Extrait du document:
────

Mort de Niels Arestrup

Un acteur fantastique nous a quitté, Niels Arestrup est mort ce 1er décembre 2024 à l'âge de 75 ans.

Né en 1949 à Montreuil-sous-Bois, Niels Arestrup est le fils unique d'un père danois et d'une mère bretonne originaire de Lorient. Le père a fui son pays suite à l'invasion allemande, et cherchant à embarquer pour les Etats-Unis au Havre il rencontre une secrétaire, future mère de l'acteur. Le père devient ouvrier dans une usine, la mère devient également ouvrière dans une autre usine. Alors que le jeune Niels a 10 ans, la famille déménage dans une cité HLM à Evry. Enfant unique et solitaire il fait l'école buissonnière jusqu'à son baccalauréat qu'il râte en 1968. 

Il enchaîne les petits boulots jusqu'à sa rencontre en 1973 avec une célèbre chanteuse soviétique Raïssa Vassilieva qui le pousse à devenir acteur. Il s'inscrit au cours de Tania Balachova et commence à apparaître sur les planches avec les pièces "La Famille" (1973) de Lodewijk de Boer au théâtre de Poche à Bruxelles ou "Crime et Châtiment" (1973) de Dostoïevski au Théâtre de l'Atelier à Paris. La chanteuse lui présente le réalisateur Samy Pavel qui lui propose le rôle principal dans "Miss O'Gynie et les Hommes Fleurs" (1974) où il vit une histoire d'amour homosexuelle.

Dans la foulée il apparaît dans un petit rôle dans "Stavisky" (1974) de Alain Resnais avec Jean-Paul Belmondo suivi de "Je, Tu, Il, Elle" (1974 - ci-dessous) de et avec Chantal Ackerman.

L'acteur multiplie les expériences, au théâtre comme à la télévision avec un premier téléfilm "Messieurs les Jurés" (1974), puis évidemment au cinéma où il favorise le cinéma d'auteur avec entre autre "Lumière" (1976) de et avec Jeanne Moreau, "Si c'était à refaire" (1976 - ci-dessous) de Claude Lelouch avec Catherine Deneuve et Anouk Aimée, il aborde même le film post-apocalyptique avec "Demain les Mômes" (1976) de Jean Pourtalé avec une toute jeune Emmanuelle Béart.

────

Mise en pratique:
(1) Mettez à jour le passage du texte sur Niels Arestrup allant de "Un acteur fantastique" à "râte en 1968." en remplaçant "Lorient" par "Brest".
(2) Réécrivez sous forme de liste le paragraphe du texte sur Niels Arestrup qui commence par « Né en 1949 », en conservant ses faits principaux.
Les entrées qui suivent sont indépendantes du texte sur Niels Arestrup.

────

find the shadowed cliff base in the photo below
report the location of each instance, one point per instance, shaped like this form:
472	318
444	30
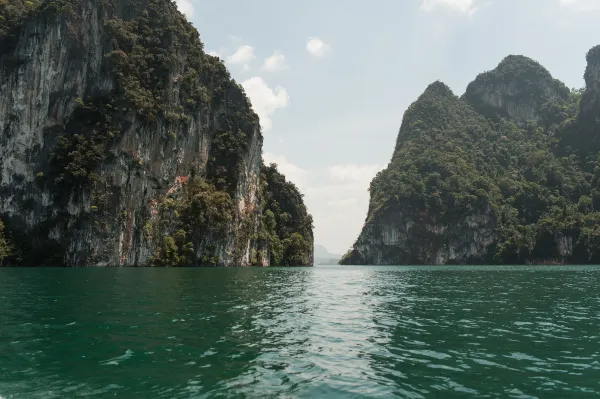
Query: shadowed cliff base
139	148
506	174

────

Exercices corrigés:
(1)
Un acteur fantastique nous a quitté, Niels Arestrup est mort ce 1er décembre 2024 à l'âge de 75 ans.

Né en 1949 à Montreuil-sous-Bois, Niels Arestrup est le fils unique d'un père danois et d'une mère bretonne originaire de Brest. Le père a fui son pays suite à l'invasion allemande, et cherchant à embarquer pour les Etats-Unis au Havre il rencontre une secrétaire, future mère de l'acteur. Le père devient ouvrier dans une usine, la mère devient également ouvrière dans une autre usine. Alors que le jeune Niels a 10 ans, la famille déménage dans une cité HLM à Evry. Enfant unique et solitaire il fait l'école buissonnière jusqu'à son baccalauréat qu'il râte en 1968.

(2)
- Naissance en 1949 à Montreuil-sous-Bois ; fils unique d'un père danois et d'une mère bretonne originaire de Lorient.
- Le père fuit son pays après l'invasion allemande ; au Havre, alors qu'il cherche à embarquer pour les États-Unis, il rencontre une secrétaire, future mère de l'acteur.
- Le père et la mère deviennent ouvriers, chacun dans une usine différente.
- Quand Niels a 10 ans, la famille déménage dans une cité HLM à Evry.
- Enfant unique et solitaire, il fait l'école buissonnière et rate son baccalauréat en 1968.